● **Work order**
Could you retype the whole listing word for word and drop the images?
────
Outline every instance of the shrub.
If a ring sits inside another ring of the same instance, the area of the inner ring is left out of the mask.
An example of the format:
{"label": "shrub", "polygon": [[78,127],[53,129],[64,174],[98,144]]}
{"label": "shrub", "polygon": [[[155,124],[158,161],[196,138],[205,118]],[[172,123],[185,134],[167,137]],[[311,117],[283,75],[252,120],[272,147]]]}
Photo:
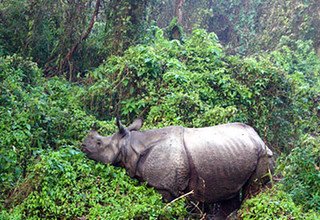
────
● **Answer space**
Outline every instance of the shrub.
If a ring sits inside another ring of the same instance, the area of the inner ring is left out of the mask.
An example of the format:
{"label": "shrub", "polygon": [[78,127],[53,129],[64,174],[98,144]]}
{"label": "shrub", "polygon": [[[155,124],[158,161],[196,138],[205,118]],[[172,123],[185,134],[167,137]],[[311,117],[283,75],[252,120],[272,147]]]}
Photo:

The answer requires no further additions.